Excerpt
== == ==

I love the idea of cybernetic implants for style and or profit, love the edgy Corporate-controlled dystopia against/within which the characters can strive. The stress, fatigue, environmental rules in the Ianus Games books are great for putting that bit of extra edge in the game. Tired, stressed out characters having to handle yet another crappy situation that may well blow up in their faces.
 

Aus_Snow

First Post
I'm one of those horrible people who actually read up how real-life things work
Yeah, I know the feeling. ;) My perspective (and heck, the game's) on Humanity Loss is, if taken in a real (present day) world context. . . a bit controversial, to say the least. Distasteful, even. So I don't go applying it to the real world as we know it. :) However, I think it's also fair to say that cyberware as it is known today is far indeed from what is found in this hypothetical 2020 A.D. On that note, I tinkered with the setting's timeline ages ago. A number of times now. So no longer is it 2020. But anyway.

== == ==

Using the information
1/ Answer these questions from the excerpt:
(a) Which books have the stress, fatigue and environmental rules?
(b) What year is given for the hypothetical setting?
(c) What did Aus_Snow do with the setting's timeline?
2/ In the excerpt, why does Aus_Snow not apply the perspective on Humanity Loss to the real world?

Stored data
== == ==

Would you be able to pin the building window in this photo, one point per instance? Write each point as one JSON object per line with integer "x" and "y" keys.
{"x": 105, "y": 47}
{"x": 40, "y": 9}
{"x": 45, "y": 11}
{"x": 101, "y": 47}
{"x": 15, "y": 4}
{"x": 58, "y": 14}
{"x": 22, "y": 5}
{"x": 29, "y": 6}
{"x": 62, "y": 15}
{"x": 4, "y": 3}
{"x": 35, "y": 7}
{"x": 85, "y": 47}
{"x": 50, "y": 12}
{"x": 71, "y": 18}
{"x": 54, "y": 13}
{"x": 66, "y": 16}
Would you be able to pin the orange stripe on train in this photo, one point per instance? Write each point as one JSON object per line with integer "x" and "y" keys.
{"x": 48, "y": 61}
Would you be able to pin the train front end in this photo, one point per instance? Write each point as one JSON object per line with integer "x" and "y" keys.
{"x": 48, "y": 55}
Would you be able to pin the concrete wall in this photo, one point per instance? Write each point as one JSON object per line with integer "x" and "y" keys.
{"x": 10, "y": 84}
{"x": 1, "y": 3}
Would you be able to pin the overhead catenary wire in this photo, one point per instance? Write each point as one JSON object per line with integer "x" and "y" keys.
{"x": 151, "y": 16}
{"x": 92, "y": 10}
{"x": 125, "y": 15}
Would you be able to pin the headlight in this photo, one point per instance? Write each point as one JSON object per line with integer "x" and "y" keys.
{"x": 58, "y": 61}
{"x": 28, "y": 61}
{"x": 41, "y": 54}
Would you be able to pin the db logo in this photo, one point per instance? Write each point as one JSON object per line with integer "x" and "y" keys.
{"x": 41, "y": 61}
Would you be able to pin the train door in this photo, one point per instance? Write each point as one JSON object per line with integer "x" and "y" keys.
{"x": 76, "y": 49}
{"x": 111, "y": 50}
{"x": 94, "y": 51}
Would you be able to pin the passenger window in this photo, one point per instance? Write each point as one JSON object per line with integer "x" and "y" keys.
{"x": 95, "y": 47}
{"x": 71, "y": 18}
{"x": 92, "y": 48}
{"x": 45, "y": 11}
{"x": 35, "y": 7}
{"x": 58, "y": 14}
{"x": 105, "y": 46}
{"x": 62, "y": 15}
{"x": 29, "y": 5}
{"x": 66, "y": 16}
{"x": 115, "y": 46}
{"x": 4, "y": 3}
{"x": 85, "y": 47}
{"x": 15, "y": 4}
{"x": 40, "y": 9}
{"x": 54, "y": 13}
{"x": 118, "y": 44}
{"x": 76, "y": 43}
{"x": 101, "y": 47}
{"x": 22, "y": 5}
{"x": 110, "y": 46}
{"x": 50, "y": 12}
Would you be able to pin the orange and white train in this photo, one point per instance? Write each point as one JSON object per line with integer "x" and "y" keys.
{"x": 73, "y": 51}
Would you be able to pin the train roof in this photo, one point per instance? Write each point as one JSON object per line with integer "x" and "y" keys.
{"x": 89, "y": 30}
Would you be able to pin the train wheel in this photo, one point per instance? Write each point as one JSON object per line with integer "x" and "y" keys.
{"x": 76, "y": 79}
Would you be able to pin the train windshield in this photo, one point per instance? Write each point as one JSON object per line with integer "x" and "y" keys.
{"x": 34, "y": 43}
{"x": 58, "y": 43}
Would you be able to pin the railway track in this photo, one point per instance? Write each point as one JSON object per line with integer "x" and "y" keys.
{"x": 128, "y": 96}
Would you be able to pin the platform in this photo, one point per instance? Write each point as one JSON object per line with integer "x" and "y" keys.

== == ==

Answer set
1/
(a) The Ianus Games books.
(b) 2020 A.D.
(c) Aus_Snow tinkered with it a number of times, so the setting is no longer 2020.

2/ Taken in a real, present-day context, that perspective on Humanity Loss would be controversial at the least and even distasteful. So Aus_Snow does not apply it to the real world as we know it.